Exercise details: In the entries below, the word "handle" appears on some lines. Copy each of those lines.

_ _ _ _

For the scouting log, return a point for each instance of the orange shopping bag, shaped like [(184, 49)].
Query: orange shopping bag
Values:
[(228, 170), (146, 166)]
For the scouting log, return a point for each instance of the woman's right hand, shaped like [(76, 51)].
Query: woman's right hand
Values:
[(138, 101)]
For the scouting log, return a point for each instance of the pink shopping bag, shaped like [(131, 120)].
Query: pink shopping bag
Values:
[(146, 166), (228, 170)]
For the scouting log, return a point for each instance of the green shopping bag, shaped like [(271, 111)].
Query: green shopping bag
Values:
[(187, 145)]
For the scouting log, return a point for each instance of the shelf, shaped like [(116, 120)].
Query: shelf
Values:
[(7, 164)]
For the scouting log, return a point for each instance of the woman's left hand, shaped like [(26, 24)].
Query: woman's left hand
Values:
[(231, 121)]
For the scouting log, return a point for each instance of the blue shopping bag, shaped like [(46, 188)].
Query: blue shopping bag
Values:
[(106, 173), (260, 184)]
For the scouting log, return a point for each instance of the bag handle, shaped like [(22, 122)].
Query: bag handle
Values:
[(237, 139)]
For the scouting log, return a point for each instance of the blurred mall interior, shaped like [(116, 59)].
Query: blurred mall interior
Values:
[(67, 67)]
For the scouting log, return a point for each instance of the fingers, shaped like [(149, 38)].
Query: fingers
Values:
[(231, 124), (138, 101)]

_ _ _ _

Result of this exercise:
For the scouting log, return a point for each instance of the bag handle, shaped like [(22, 122)].
Query: bag handle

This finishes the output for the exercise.